__Page extract__.
The main idea behind microservices is to break down large, monolithic systems into smaller, more manageable components that can be developed, tested, and deployed independently. This approach allows for greater flexibility, scalability, and resilience and enables teams to work independently on individual services.

However, testing microservices can be challenging due to their highly distributed and independent nature. You have to ensure that each service is functioning correctly in isolation and in collaboration with other services. Testing microservices requires a comprehensive approach that includes automated unit, integration, and end-to-end testing to ensure that the system is reliable, scalable, and resilient.

This guide explains why integration tests are a great way to test the interaction between microservices in the larger system of microservices. It examines a few examples of cross-service integration tests to explain the advantages of integration testing in this context.

Why Integration Testing Is Useful When Building Microservices

Firstly, let’s be clear: all types of tests are good if they tell you whether your software is good or not.

However both unit and end-to-end tests have drawbacks. Unit tests rarely give you enough confidence for automatic decision making of whether a particular commit is good to go to production. And end-to-end tests requires environments too similar in complexity to production to be maintainable.

Integration tests hit the sweet spot because they’re easy to create and maintain, and they’re easy to run on developer machines. This makes them ideal for a single source of truth for quality. By using the same technologies and actually using all the code paths without mocking code, they exercise the system in conditions close enough to production to be a good indication of whether things work or is broken.

Benefits of Integration Testing for Microservices

Let’s look at the major benefits of integration testing for microservices in more detail.

Ensuring Proper Communication between Microservices

Integration testing in a microservices architecture allows developers to detect and address issues early in the development cycle. It helps identify compatibility issues between services, dependencies that need to be resolved, and communication issues. Without integration testing, it’s easy for developers to miss defects that can cause problems when services are combined.

As an example, suppose two developers are each working on an employee and department microservice. If the employee microservice sends a request to the department microservice with the wrong ID, the department microservice would return the wrong department name. More cases where communication between microservices can go wrong include the following:

  • When serialization logic differs between service
  • When message schemas don’t match on the producer/consumer end
  • Incompatibility of broker configuration in each service, for instance, a mismatch due to protocol settings
  • A topic/destination configuration mismatch

Unit tests would not catch this defect as they test the functionality of only each microservice in isolation. However, integration testing allows developers to simulate the interaction between the microservices and catch this defect before deploying to production.

Entries from a point annotation set
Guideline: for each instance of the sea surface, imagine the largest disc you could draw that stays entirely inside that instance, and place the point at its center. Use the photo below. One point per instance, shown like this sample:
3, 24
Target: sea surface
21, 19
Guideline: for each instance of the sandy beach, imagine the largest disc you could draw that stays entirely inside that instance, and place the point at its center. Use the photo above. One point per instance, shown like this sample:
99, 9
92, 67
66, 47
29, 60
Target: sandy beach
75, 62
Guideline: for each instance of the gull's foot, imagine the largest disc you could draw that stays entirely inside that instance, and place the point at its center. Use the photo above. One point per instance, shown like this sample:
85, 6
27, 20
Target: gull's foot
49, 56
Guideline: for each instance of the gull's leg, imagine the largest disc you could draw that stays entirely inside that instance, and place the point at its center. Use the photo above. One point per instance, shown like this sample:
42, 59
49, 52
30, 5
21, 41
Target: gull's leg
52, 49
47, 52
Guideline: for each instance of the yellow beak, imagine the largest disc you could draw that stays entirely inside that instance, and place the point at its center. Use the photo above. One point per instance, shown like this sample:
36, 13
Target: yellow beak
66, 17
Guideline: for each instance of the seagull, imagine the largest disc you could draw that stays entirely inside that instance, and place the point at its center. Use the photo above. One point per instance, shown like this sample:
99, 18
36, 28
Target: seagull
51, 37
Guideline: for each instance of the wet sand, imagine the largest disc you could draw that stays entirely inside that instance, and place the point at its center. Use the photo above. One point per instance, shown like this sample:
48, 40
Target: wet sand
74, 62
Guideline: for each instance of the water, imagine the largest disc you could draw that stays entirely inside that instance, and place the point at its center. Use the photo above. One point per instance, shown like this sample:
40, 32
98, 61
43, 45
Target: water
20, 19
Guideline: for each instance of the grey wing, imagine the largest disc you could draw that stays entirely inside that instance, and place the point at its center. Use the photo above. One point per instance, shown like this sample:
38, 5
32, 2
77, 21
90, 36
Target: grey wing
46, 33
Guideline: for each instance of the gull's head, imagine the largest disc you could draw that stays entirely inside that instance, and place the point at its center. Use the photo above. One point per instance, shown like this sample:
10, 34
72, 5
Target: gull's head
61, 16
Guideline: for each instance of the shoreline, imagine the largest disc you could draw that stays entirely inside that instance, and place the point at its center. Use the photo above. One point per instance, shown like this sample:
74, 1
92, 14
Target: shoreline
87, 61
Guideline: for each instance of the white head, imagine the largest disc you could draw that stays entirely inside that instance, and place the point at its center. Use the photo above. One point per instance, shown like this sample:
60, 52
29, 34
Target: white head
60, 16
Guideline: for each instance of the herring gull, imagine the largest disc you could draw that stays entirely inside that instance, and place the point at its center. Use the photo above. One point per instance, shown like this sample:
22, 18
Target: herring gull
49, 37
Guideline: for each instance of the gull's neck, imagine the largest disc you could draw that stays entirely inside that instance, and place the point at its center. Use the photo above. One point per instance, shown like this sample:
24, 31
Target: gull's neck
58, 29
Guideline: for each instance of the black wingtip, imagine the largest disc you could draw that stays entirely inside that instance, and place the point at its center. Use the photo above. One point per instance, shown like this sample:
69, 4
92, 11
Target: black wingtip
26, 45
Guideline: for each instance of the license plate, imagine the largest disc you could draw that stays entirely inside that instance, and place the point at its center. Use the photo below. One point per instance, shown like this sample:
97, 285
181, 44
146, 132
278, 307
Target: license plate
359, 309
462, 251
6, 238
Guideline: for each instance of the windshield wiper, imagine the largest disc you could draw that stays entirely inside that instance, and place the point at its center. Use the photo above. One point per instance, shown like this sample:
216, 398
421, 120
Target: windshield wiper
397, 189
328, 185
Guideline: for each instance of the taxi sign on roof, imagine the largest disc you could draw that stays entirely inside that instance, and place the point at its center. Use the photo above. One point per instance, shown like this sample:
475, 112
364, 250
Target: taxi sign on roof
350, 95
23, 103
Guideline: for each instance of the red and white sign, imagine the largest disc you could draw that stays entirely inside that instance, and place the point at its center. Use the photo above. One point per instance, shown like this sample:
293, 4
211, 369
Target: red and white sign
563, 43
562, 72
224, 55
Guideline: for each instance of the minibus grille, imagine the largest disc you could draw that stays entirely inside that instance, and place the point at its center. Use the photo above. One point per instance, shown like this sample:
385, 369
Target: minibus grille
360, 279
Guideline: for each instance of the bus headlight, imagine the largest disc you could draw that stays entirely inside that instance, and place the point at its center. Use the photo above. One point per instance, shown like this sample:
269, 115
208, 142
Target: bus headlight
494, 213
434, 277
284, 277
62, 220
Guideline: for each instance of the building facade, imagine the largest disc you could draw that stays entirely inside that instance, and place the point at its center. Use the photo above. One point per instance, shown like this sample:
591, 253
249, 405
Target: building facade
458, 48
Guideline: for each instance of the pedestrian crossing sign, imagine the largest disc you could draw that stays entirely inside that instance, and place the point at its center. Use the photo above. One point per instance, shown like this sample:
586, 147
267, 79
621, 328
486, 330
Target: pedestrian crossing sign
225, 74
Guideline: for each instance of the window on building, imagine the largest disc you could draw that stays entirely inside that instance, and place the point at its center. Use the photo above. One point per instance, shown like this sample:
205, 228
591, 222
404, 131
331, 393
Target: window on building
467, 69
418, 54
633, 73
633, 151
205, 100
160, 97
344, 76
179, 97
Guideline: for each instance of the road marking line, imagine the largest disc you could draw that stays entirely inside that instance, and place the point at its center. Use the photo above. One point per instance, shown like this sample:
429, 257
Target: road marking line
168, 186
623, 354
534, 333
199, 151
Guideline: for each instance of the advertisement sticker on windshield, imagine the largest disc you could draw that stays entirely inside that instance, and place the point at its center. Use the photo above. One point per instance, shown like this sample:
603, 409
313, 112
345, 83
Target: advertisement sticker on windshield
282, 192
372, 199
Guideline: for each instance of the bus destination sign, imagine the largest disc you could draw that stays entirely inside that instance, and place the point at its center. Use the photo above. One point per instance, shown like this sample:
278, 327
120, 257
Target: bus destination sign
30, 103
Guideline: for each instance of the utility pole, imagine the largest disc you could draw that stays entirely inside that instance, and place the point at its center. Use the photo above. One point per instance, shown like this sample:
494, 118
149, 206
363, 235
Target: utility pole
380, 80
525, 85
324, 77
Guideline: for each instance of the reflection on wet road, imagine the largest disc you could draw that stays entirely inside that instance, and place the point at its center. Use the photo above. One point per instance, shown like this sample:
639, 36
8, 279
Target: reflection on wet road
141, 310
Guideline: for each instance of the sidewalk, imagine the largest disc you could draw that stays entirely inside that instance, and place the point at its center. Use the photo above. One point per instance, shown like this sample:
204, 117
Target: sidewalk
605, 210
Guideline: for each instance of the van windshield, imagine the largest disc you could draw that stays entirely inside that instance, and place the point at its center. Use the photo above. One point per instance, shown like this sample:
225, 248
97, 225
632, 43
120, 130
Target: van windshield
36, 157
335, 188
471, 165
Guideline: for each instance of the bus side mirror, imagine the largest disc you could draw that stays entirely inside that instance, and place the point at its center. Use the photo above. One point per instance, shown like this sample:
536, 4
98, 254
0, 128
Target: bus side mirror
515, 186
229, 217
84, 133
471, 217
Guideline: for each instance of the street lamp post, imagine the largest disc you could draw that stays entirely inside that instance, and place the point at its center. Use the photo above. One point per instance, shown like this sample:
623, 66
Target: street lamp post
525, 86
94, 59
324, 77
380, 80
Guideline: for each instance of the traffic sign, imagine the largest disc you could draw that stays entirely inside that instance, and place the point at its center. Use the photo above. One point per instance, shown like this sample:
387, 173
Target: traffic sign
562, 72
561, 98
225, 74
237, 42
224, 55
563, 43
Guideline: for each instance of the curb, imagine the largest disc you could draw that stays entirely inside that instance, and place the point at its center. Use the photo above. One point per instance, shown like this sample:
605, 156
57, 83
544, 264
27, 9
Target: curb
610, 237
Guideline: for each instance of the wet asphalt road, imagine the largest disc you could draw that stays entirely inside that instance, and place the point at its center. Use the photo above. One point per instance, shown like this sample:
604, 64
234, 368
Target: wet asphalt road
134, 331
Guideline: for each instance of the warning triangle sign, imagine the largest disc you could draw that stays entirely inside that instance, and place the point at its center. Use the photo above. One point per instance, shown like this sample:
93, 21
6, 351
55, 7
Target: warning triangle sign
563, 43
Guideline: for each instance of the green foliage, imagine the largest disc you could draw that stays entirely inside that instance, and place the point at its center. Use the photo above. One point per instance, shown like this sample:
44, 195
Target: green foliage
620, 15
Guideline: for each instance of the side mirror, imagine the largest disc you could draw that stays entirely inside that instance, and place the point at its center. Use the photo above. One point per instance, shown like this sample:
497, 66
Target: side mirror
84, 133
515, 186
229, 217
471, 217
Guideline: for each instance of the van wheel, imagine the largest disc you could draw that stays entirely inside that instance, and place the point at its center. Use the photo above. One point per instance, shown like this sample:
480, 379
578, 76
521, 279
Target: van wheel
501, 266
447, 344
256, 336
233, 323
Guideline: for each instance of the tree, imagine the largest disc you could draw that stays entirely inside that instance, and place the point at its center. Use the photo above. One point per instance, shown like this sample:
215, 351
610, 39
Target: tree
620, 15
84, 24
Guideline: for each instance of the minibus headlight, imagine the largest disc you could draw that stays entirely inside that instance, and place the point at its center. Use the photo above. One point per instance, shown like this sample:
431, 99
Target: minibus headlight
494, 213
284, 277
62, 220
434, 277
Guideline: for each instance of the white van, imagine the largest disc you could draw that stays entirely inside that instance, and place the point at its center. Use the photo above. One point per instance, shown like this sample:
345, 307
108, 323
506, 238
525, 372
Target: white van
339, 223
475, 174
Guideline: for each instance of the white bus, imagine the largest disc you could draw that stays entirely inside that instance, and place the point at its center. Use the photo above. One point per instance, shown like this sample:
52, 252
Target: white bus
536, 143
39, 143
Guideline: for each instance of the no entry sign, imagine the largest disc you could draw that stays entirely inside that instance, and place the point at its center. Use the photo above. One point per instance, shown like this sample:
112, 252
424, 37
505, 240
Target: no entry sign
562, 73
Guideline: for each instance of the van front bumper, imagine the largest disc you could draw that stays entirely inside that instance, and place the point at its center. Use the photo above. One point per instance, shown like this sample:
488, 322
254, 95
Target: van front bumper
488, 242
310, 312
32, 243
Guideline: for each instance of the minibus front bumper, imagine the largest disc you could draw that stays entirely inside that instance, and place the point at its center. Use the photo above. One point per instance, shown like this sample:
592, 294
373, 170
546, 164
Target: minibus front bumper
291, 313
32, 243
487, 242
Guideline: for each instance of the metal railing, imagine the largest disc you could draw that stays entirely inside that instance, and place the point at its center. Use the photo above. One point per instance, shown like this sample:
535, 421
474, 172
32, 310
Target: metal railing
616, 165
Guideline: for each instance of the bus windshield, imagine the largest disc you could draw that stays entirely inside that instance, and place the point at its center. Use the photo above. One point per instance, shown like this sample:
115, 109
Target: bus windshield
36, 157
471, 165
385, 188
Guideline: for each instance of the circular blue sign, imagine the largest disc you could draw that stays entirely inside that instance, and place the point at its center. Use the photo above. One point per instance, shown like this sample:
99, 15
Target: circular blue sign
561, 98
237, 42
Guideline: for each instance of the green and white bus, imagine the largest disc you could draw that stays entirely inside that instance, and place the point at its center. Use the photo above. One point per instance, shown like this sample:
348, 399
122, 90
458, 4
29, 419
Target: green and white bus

---

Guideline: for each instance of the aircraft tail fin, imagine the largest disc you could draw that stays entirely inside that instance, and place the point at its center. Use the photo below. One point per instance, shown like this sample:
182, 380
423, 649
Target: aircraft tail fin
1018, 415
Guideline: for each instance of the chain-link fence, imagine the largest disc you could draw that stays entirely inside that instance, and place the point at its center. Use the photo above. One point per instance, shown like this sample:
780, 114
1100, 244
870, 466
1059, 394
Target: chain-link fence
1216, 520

* * *

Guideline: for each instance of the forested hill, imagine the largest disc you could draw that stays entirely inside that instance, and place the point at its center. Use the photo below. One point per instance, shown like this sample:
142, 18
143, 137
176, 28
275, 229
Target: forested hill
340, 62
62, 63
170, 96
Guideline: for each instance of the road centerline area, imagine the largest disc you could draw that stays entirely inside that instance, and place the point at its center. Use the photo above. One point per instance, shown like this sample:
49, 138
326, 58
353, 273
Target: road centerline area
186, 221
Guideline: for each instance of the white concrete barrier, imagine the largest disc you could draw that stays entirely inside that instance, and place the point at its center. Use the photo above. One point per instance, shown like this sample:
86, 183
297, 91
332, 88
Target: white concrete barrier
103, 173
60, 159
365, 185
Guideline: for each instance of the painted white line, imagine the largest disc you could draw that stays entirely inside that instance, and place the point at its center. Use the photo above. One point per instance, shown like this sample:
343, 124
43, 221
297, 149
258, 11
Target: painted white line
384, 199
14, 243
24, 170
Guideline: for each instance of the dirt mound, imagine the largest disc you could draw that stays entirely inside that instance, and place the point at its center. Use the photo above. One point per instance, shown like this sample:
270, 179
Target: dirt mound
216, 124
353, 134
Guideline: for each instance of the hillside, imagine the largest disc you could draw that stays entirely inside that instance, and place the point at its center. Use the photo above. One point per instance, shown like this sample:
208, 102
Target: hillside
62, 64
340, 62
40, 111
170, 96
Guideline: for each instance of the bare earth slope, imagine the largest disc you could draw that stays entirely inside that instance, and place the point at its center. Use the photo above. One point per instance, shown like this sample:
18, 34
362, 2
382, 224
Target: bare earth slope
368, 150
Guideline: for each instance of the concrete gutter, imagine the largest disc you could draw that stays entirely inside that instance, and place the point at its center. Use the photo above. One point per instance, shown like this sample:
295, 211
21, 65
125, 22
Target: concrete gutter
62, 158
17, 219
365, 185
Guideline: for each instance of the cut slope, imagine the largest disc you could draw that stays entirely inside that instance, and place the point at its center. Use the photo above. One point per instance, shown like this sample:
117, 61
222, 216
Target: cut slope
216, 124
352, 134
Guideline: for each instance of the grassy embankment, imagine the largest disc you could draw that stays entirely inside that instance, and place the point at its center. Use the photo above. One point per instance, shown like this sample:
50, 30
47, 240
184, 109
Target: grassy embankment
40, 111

__Tasks to perform__.
A: From the text on testing microservices, output the stretch from "However, testing microservices" through "good or not.", copied word for word.
B: In the text on testing microservices, why would unit tests fail to catch the wrong-ID defect between the employee and department microservices?

__Answers to the exercises__.
A:
However, testing microservices can be challenging due to their highly distributed and independent nature. You have to ensure that each service is functioning correctly in isolation and in collaboration with other services. Testing microservices requires a comprehensive approach that includes automated unit, integration, and end-to-end testing to ensure that the system is reliable, scalable, and resilient.

This guide explains why integration tests are a great way to test the interaction between microservices in the larger system of microservices. It examines a few examples of cross-service integration tests to explain the advantages of integration testing in this context.

Why Integration Testing Is Useful When Building Microservices

Firstly, let’s be clear: all types of tests are good if they tell you whether your software is good or not.

B: They test the functionality of each microservice only in isolation.